▶ **GOAL OF THE EXERCISE**
Repeat each entry below without omitting a single word.

▶ **EXERCISE INPUTS**

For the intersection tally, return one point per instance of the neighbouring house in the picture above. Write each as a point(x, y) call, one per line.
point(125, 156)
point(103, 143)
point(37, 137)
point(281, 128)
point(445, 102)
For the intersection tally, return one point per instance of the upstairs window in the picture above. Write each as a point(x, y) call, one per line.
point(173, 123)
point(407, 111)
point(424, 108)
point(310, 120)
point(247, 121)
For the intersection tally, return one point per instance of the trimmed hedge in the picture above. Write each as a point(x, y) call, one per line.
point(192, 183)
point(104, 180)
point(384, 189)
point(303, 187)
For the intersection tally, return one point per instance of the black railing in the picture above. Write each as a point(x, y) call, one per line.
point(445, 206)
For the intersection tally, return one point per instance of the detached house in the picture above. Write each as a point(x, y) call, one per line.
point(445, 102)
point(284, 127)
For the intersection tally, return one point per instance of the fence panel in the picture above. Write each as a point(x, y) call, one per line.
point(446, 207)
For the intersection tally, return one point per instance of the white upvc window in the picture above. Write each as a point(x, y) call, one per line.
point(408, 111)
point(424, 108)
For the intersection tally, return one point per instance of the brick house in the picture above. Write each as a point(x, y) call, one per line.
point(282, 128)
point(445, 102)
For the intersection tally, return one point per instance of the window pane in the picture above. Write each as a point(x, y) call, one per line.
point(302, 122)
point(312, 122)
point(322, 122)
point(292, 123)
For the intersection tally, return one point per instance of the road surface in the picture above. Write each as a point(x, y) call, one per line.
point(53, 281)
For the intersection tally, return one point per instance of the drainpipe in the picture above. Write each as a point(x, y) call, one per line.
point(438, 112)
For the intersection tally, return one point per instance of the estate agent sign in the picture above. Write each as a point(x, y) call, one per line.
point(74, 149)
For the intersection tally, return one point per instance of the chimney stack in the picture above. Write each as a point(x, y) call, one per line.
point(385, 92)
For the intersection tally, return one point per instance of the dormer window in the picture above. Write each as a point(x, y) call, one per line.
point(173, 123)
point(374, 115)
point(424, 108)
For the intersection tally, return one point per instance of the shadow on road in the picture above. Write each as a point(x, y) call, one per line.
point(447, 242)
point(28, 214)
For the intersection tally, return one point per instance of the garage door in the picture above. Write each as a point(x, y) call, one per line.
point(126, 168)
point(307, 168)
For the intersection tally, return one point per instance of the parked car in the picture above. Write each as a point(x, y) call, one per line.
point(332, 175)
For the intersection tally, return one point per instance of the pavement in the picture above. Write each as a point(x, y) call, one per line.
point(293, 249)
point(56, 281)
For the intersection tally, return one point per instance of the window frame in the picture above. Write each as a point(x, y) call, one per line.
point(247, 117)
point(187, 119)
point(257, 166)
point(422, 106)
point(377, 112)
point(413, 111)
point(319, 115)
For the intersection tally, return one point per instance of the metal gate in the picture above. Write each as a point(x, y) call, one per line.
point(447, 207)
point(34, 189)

▶ **WRITTEN SOLUTION**
For the intersection tally, return one point per instance of the neighbouring house in the picture above. Write each as a point(x, y) call, one per line.
point(125, 156)
point(103, 143)
point(37, 137)
point(281, 128)
point(445, 102)
For the intersection tally, return one point per instance of the upstairs window in the picture above. Write each as a point(x, y) call, one per line.
point(173, 123)
point(407, 111)
point(424, 108)
point(310, 120)
point(247, 121)
For the intersection tally, return one point per instance of the trimmed hedge in the picture above. Write each as a point(x, y) call, one per line.
point(192, 183)
point(104, 180)
point(384, 189)
point(303, 187)
For the intersection tally, return one point per instance of the black railing in the picture above. Write each as a point(x, y) call, one per line.
point(445, 206)
For the intersection tally, return one point per instance of the detached house in the picture above. Write each as a point(x, y) call, one per line.
point(445, 102)
point(284, 127)
For the intersection tally, return one point per instance of the fence panel in the picture above. Write each as a point(x, y) call, one per line.
point(446, 207)
For the intersection tally, return one point per instance of the white upvc window in the picture above. Write each as a point(x, y) call, one per line.
point(408, 111)
point(424, 108)
For the intersection tally, return one point per instance of the brick house in the picture above. Write each as a point(x, y) call, one per line.
point(282, 128)
point(445, 102)
For the intersection tally, return one point per instance of the window pane in the picture above. Write each as a point(x, y) call, one per line.
point(302, 122)
point(312, 122)
point(322, 122)
point(292, 123)
For the intersection tally, return one point per instance of the road surface in the picture above. Write each as a point(x, y) call, one per line.
point(53, 281)
For the intersection tally, return one point per instance of the drainpipe in the picture above. Write each as a point(x, y) call, one per line.
point(438, 112)
For the intersection tally, return one point per instance of the estate agent sign in the picture above. Write each as a point(x, y) call, one per line.
point(74, 149)
For the intersection tally, return one point per instance of the chimney stack in the picture above. Write each as a point(x, y) call, one per line.
point(385, 92)
For the intersection tally, return one point per instance of the dormer window in the picture above. Write each as a point(x, y) call, one per line.
point(173, 123)
point(374, 115)
point(424, 108)
For the intersection tally, return one point per instance of the shadow on road in the picture above. Write each as a point(x, y) call, one per line.
point(447, 242)
point(28, 214)
For the intersection tally, return one point per instance of the garage door in the picture above. Write each as a point(x, y) call, one per line.
point(126, 168)
point(307, 168)
For the intersection tally, return one point per instance of the parked car in the picture above. Write each as a point(x, y) call, one per line.
point(332, 175)
For the intersection tally, return one point per instance of the pavement in the picture above. Write each as a point(x, y) call, one per line.
point(293, 249)
point(56, 281)
For the intersection tally, return one point per instance of the window frame in the picture above. Write each as a point(x, y) call, one per line.
point(247, 117)
point(187, 119)
point(257, 166)
point(422, 106)
point(377, 112)
point(413, 111)
point(319, 115)
For the intersection tally, return one point per instance of the metal gate in the picture above. Write each as a point(x, y) call, one per line.
point(447, 207)
point(34, 189)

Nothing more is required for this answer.